# [Task directions]
Convert all of the items below into a numbered list with one line per number, and leave out any blank lines.

:::::

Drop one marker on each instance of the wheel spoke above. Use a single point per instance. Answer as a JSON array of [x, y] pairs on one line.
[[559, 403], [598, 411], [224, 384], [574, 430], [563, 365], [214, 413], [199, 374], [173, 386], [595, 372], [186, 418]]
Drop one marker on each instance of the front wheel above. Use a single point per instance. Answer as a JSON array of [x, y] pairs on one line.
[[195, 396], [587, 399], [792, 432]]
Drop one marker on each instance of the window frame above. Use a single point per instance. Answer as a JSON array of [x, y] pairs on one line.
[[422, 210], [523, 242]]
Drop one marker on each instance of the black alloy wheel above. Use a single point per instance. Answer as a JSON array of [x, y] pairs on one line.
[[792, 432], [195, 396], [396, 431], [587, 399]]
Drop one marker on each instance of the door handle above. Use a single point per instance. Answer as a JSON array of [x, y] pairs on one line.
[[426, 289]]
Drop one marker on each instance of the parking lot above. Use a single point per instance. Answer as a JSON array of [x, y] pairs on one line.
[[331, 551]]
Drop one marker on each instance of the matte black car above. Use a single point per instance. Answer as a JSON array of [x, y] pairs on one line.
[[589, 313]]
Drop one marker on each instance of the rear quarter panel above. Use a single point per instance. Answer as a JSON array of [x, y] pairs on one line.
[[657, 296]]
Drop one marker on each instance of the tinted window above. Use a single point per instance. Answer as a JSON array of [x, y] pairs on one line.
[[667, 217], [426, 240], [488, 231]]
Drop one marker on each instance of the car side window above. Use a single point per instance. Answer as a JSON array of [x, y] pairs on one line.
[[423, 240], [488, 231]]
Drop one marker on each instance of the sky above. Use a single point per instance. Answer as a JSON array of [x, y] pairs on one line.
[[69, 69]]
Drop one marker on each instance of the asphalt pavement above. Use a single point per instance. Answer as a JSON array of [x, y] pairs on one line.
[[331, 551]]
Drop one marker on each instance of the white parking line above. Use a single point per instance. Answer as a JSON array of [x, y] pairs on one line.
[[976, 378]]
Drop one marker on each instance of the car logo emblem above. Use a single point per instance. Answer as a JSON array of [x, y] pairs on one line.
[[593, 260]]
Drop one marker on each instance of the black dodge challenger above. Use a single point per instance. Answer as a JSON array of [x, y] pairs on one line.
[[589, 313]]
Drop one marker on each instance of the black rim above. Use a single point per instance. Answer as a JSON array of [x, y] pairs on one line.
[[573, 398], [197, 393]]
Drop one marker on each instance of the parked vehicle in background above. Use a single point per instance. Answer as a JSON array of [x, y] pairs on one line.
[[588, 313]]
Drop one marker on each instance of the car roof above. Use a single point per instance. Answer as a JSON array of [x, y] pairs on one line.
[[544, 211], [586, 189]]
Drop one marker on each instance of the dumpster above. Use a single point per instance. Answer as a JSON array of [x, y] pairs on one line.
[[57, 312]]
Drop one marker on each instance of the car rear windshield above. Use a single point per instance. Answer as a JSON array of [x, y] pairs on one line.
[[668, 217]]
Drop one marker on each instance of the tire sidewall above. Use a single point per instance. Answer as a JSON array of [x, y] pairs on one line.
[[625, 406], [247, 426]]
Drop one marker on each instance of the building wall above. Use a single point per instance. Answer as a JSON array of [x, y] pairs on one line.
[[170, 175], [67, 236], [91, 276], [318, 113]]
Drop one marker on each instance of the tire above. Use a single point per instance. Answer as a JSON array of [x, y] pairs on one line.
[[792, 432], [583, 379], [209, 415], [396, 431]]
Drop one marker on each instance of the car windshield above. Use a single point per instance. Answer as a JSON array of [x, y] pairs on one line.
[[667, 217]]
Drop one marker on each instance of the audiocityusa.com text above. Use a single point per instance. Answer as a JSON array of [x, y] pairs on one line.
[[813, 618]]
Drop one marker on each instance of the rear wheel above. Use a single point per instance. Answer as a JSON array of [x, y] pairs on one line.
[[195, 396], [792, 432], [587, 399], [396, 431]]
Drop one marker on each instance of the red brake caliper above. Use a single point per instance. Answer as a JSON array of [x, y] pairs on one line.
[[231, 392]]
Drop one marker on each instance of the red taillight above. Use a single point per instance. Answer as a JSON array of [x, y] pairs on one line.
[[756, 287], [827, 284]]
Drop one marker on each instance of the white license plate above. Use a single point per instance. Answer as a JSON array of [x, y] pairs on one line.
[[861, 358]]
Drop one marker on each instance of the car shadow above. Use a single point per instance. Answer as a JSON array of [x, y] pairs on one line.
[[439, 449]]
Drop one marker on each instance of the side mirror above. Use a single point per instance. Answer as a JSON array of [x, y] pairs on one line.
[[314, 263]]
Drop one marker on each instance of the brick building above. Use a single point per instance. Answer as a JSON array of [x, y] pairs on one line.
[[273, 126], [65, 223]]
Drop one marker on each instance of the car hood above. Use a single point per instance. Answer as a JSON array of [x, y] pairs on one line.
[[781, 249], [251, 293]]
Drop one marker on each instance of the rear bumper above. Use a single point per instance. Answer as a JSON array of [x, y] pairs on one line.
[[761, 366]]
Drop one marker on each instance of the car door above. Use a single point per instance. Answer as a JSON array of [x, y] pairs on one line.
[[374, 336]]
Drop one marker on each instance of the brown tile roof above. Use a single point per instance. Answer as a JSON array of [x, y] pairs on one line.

:::::

# [Response for this exercise]
1. Drop one marker on each instance of the wheel spoke above. Use a single point per instance. Answer as a JSON array of [x, y] pairs on one line.
2. [[559, 403], [598, 411], [224, 384], [574, 430], [563, 365], [214, 413], [199, 374], [173, 386], [595, 372], [186, 418]]
3. Drop one marker on each instance of the front wheel above. Use a single point per instance. Answer as a JSON array of [x, y] pairs on one line.
4. [[195, 396], [587, 399], [792, 432]]
5. Drop one marker on each instance of the window frame above. Use a single point per instance. Answer as a JSON array of [x, y] pairs on one line.
6. [[422, 210], [523, 242]]
7. Drop one marker on each instance of the black alloy wheel above. Use a single point per instance. Answer as a JSON array of [x, y] pairs on one line.
8. [[792, 432], [195, 396], [396, 431], [587, 399]]
9. Drop one marker on each instance of the door handle above. Use a single point per instance. Answer as a JSON array of [x, y] pairs on one line.
10. [[426, 289]]
11. Drop one marker on each instance of the parking lot above. Use a single point per instance. Answer as a JSON array of [x, y] pairs on one line.
12. [[331, 551]]
13. Drop one marker on each instance of the matte black car above. Use a single point per instance. Answer as a JSON array of [x, y] pairs on one line.
14. [[589, 313]]
15. Drop one marker on each instance of the rear quarter panel above. Use a single point per instance. Answer as a JSON array of [x, y] pairs on one line.
16. [[657, 296]]
17. Drop one marker on each instance of the tinted window above. Use a single point per instance. Answer as a JSON array of [x, y] pairs on one line.
18. [[667, 217], [426, 240], [488, 231]]
19. Drop one marker on each instance of the car side window above. Use a single point per instance. Answer as a JSON array of [x, y] pairs on one line.
20. [[423, 240], [488, 231]]
21. Drop one marker on each instance of the sky above. Use a single point per instance. Answer as a JSON array of [x, y] pairs on one line.
22. [[69, 69]]
23. Drop one marker on each instance of the asphalt pavement above. Use a single point per instance. Answer as a JSON array of [x, y] pairs on one line.
24. [[331, 551]]
25. Drop one marker on each instance of the white parking line above. Use a single point per instance. Answer as a JSON array of [x, y] pairs on one line.
26. [[976, 378]]
27. Drop one marker on each instance of the car logo emblem above. Use a single point per instance. Answer as a JSON array of [x, y] pairs on one line.
28. [[593, 260]]
29. Drop one marker on each instance of the black dodge challenger above. Use a single point per instance. Answer as a JSON array of [x, y] pairs on one line.
30. [[589, 313]]
31. Drop one marker on each instance of the black rim above. Use a single point per instance. Answer as a JSON array of [x, y] pairs on one line.
32. [[573, 398], [197, 393]]
33. Drop one marker on each instance of the parked vehicle in background above. Use a single point per instance. Answer as a JSON array of [x, y] pairs on one line.
34. [[588, 313]]
35. Drop one marker on each instance of the car roof above. Use a single point per instance. Answer as a JSON array of [x, y] pairs on one line.
36. [[544, 211], [586, 189]]
37. Drop one marker on each instance of the dumpster above. Use a single point per instance. Answer as a JSON array of [x, y] pairs on one line.
38. [[57, 312]]
39. Drop one marker on each instance of the car rear windshield above. Use a single point per instance. Answer as a JSON array of [x, y] pairs on one line.
40. [[668, 217]]
41. Drop one marker on each instance of the tire sidewall above. Use a single point per instance. Answer as a JSON array of [x, y] pairs on one line.
42. [[625, 406], [247, 426]]
43. Drop one marker on each instance of the building wall above. Use a single point per instance. Answer as a JSON array of [x, y] pairs on one line.
44. [[170, 175], [67, 236], [91, 276], [318, 113]]
45. Drop one marker on each instance of the tire above. Use a single point per instance. Answer as a JSON array of [x, y] pairs on one line.
46. [[792, 432], [583, 379], [209, 415], [396, 431]]
47. Drop one marker on each instance of the car windshield above. Use a single point per instance. Answer as a JSON array of [x, y] pairs on one line.
48. [[667, 217]]
49. Drop one marker on each instance of the audiocityusa.com text above. Use a single point per instance. Answer as a JSON array of [x, y] pairs on one line.
50. [[813, 618]]
51. Drop one marker on each instance of the rear wheel above. Use a single point per instance. Answer as a JSON array of [x, y] pairs on one line.
52. [[195, 396], [792, 432], [587, 399], [396, 431]]
53. Drop one marker on each instance of the red brake caliper above. Use a single point per instance. Answer as a JSON array of [x, y] pairs on one line.
54. [[231, 392]]
55. Drop one marker on each instance of the red taillight above. Use a single point per instance. Answer as a JSON array of [x, y] pairs on one line.
56. [[756, 287], [827, 284]]
57. Drop one marker on each instance of the white license plate above. Use a single point per instance. Answer as a JSON array of [x, y] pairs on one line.
58. [[861, 358]]
59. Drop one marker on each instance of the car shadow above. Use a single point per instance. Answer as a JSON array of [x, y] pairs on one line.
60. [[439, 449]]
61. Drop one marker on each instance of the side mirror above. Use a single point per instance. Answer as a JSON array of [x, y] pairs on one line.
62. [[314, 263]]
63. Drop one marker on each instance of the brick building above. Use a single point per instance. Answer as a JSON array of [x, y] pairs on one line.
64. [[273, 126], [65, 223]]
65. Drop one marker on each instance of the car hood above. Use a single point per instance. Answer as a JSON array of [x, y] pairs on one line.
66. [[781, 249], [251, 293]]
67. Drop one marker on each instance of the rear bumper above. Use a single point per instance. Answer as a JSON array of [x, y] pairs on one line.
68. [[761, 366]]
69. Drop one marker on each instance of the car door above. Use a single point per instance. Answer as a JSON array of [x, y] pairs on one line.
70. [[374, 336]]
71. Drop one marker on each instance of the brown tile roof above. Use a single point per instance. Answer as a JSON array of [x, y] pairs on one line.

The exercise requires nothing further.